- _EXTRACT PROVIDED_
- Written and Directed by John Landis
- August 21, 1981
An American on a walking tour of England is attacked by a mysterious creature and now must come to terms with the curse that has been forced upon him.
An American Werewolf in London is a horror comedy that is more horror than comedy with some good drama included. That’s not a bad thing. This combination is one of the elements that helps this movie stand apart. The elements rarely mix in the same scene here but rather smoothly transition from one to the other. That is a credit to Landis who was at the top of his game here.
It is also a very good story. The characters are well done and there is an odd atmosphere through the story as the character of David (David Naughton) at first disbelieving of what is happening to him comes to the terrifying realization of what he really is. David is not that different as you or me. He comes off realistically.
One thing I found myself asking after the first time I watched it was why did the towns people not kill David after the attack? I know they had gone out to save him but once he was wounded by the werewolf they had to know he was going to change. Why didn’t they just shoot him then and there and cover everything up?

- _MATERIAL SHOWN_
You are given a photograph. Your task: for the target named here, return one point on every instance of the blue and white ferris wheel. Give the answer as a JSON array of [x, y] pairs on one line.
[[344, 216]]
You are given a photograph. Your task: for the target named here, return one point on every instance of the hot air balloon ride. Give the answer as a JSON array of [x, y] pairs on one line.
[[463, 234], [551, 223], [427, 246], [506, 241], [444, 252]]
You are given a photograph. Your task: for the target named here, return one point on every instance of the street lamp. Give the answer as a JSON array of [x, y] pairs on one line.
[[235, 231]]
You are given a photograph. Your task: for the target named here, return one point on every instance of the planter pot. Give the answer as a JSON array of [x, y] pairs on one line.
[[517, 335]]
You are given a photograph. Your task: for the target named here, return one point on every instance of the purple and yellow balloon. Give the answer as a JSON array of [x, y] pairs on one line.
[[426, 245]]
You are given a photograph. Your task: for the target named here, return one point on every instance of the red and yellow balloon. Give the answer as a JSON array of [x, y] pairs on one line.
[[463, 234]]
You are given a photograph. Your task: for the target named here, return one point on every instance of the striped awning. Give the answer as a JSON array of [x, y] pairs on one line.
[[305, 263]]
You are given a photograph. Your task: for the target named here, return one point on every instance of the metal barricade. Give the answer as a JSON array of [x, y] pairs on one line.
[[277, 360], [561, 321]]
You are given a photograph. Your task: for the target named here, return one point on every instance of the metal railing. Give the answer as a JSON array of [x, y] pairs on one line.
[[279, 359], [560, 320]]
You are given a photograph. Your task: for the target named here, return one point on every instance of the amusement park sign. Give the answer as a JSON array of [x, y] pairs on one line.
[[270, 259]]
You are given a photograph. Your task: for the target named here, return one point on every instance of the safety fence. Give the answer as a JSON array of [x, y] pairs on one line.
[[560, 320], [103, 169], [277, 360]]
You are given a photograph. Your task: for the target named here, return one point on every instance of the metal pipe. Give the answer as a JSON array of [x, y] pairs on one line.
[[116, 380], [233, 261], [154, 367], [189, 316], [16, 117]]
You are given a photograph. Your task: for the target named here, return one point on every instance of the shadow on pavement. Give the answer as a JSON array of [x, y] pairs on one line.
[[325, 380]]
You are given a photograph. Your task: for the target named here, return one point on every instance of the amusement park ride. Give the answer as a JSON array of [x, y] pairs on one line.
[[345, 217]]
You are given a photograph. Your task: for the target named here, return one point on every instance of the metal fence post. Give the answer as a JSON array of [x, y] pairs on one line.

- _WORK ITEM_
Copy out the review of An American Werewolf in London word for word, from start to finish.

- _ANSWER SPACE_
- Written and Directed by John Landis
- August 21, 1981
An American on a walking tour of England is attacked by a mysterious creature and now must come to terms with the curse that has been forced upon him.
An American Werewolf in London is a horror comedy that is more horror than comedy with some good drama included. That’s not a bad thing. This combination is one of the elements that helps this movie stand apart. The elements rarely mix in the same scene here but rather smoothly transition from one to the other. That is a credit to Landis who was at the top of his game here.
It is also a very good story. The characters are well done and there is an odd atmosphere through the story as the character of David (David Naughton) at first disbelieving of what is happening to him comes to the terrifying realization of what he really is. David is not that different as you or me. He comes off realistically.
One thing I found myself asking after the first time I watched it was why did the towns people not kill David after the attack? I know they had gone out to save him but once he was wounded by the werewolf they had to know he was going to change. Why didn’t they just shoot him then and there and cover everything up?